> [TASKS AND EXERCISES]
1. Filter the rows below down to every line that contains the string "boat", and copy each of those lines. Case matters, so a line counts only if the capitalization matches.
2. Pick up the essay below on disillusionment with academic philosophy and keep writing it after its final sentence.

┌─ READING TEXT

I. Resolving the Academic Problem
I have been teaching philosophy in higher education for almost six years now and my disillusionment with academia in general—and academic philosophy in particular—has been steadily mounting. It is not just the publish or perish culture, which values quantity over quality, as bad as that is, that has made me feel like an outcast—if not an impostor—in the field. It goes deeper than that. The academics I have met speak a different language, one more concerned with the precision of philosophical argument (whatever that actually means) than with meaningful discussion of important topics.
But that was not what I came into philosophy for. My naïve self had initially imagined it to be a field that allowed people to have serious dialogues about the big questions: the nature of reality, the meaning of life and what it means to be human.
Alas, philosophy was usurped, as Bryan Magee argues in his book Confessions of a Philosopher, by 1960s UK academics, more interested in language games than in existential problems. It is easier to win an argument than to authentically contemplate death, and try to figure out practical ways to live a good life.

└─
┌─ MATERIAL SHOWN

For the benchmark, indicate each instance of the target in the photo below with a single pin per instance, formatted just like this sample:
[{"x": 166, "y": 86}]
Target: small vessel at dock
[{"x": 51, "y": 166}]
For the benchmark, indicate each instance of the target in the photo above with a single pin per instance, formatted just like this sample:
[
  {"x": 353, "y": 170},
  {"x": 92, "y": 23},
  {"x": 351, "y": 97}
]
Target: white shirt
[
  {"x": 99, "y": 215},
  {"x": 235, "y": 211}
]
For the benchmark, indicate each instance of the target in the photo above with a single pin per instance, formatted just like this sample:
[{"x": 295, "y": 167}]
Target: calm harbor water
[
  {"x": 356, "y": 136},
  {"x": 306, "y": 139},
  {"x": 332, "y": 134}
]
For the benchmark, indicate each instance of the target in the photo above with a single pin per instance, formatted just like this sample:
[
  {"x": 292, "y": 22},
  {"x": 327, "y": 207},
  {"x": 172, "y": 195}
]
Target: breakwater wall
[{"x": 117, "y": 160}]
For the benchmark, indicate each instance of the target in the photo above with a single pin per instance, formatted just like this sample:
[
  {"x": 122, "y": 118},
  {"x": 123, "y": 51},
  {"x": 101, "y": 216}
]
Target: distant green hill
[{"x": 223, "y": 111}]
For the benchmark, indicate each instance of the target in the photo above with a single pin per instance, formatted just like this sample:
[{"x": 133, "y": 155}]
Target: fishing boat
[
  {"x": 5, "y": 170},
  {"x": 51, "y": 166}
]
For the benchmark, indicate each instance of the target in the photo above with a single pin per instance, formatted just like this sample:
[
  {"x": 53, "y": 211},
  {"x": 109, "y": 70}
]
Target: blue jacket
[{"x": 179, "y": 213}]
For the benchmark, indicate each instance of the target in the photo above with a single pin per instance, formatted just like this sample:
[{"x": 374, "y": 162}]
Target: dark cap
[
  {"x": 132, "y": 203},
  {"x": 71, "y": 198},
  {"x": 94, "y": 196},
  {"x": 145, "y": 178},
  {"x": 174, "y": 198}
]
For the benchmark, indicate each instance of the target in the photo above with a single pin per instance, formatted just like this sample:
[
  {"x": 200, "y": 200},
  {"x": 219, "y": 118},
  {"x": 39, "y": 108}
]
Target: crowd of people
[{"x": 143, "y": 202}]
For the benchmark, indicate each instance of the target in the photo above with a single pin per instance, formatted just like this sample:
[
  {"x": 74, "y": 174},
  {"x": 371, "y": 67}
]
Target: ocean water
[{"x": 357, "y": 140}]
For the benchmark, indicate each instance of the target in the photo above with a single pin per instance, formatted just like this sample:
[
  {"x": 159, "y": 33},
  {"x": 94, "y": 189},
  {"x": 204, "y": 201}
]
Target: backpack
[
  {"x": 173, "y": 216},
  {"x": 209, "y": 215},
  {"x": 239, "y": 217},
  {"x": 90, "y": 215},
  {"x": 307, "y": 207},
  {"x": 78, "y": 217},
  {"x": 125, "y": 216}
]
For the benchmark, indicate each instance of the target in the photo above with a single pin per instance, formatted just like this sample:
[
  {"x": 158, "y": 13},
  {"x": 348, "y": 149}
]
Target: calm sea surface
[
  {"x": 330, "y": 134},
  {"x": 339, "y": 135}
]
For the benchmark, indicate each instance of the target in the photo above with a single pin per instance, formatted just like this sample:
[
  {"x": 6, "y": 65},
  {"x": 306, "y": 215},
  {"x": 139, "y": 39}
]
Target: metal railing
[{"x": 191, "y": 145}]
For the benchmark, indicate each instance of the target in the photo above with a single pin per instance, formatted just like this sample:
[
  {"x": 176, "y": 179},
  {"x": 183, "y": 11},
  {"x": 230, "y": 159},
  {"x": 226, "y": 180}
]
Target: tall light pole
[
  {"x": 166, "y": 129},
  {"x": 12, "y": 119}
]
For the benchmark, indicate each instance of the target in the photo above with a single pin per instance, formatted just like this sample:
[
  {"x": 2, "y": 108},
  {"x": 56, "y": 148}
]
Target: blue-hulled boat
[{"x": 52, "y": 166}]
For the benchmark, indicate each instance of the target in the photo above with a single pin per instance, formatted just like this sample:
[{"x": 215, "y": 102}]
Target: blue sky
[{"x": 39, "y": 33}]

└─

> [ANSWERS FOR THE TASKS]
1.
Target: fishing boat
Target: blue-hulled boat

2.
Contemporary academic philosophy does not adequately address the big questions anymore. I think this is because academic philosophy has confined itself to universities and classrooms, rather than addressing issues that are relevant to broader humanity. Philosophy has come a long way from being, as Pierre Hadot calls it, “a way of life,” and is now a specialized field of linguistic games, puzzles and argumentations.
In ancient times, philosophy was conceived as a practice that would help people aspire to knowledge, and the acquisition of the wisdom needed to live a good and meaningful life. Of course, this included rigorous training in natural philosophy, logic and ethics, which provided a solid foundation for the more important endeavor: figuring out how to live a good life. It is for this reason that Socrates implores us to examine ourselves. Plato, and other schools, such as the Stoics, Skeptics and Epicureans continued this method. This is a very practical philosophy and its home now is not in philosophy departments but in the global, often digital marketplace.
II. Awareness of Death, and the Search for Meaning
I grew up in Lebanon, a war-torn country, nearing the end of fifteen years of civil conflict (1975–1990). Although I was born in 1989, growing up I was exposed to battle sounds of all kinds: jet-fighter missiles demolishing residential buildings, whistling shells, bullets sprayed in all directions, RPGs shot from one balcony to another. I became aware of death at an early age. When you don’t have anywhere else to seek refuge during wartime, the only thing you have left is to live in the moment, despite the fact that you are stuck at home, unable to go anywhere beyond extremely narrow boundaries.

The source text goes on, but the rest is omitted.